#### [RECORDS SUPPLIED]

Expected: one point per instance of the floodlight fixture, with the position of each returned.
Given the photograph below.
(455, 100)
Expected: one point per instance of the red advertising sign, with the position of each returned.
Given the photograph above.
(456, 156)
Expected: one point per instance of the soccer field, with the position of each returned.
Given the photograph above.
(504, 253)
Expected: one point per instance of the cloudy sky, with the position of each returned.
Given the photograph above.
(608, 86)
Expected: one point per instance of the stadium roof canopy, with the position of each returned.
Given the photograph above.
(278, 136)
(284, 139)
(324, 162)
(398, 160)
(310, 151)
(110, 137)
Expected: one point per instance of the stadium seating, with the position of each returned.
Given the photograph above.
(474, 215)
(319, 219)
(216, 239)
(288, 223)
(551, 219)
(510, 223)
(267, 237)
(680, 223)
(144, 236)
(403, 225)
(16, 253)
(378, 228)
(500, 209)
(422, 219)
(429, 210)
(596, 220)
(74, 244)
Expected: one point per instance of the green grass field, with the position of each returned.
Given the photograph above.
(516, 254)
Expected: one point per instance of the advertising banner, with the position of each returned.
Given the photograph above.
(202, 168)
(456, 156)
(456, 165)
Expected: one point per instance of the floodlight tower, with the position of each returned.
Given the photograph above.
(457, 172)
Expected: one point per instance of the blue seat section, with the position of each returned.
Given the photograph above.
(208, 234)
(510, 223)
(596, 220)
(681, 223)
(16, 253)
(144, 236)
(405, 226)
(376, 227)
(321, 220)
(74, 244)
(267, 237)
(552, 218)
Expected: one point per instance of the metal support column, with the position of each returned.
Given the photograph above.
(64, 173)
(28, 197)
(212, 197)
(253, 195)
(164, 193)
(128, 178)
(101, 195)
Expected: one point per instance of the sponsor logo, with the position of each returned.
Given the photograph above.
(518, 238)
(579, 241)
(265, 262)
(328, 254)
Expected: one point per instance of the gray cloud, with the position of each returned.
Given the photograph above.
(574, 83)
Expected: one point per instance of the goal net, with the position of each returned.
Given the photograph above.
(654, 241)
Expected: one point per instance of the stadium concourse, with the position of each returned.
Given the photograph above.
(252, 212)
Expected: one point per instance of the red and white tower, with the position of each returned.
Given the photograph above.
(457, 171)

#### [EXERCISE GOAL]
Starting with the line that holds "Expected: one point per instance of the stadium concourse, with", copy each remaining line of the listing above exactly, through the last one.

#### [RESULT]
Expected: one point per instance of the stadium concourse, with the position of each returned.
Given the photograph above.
(252, 212)
Expected: one point per instance of the red and white tower, with the position of each returned.
Given the photograph above.
(457, 171)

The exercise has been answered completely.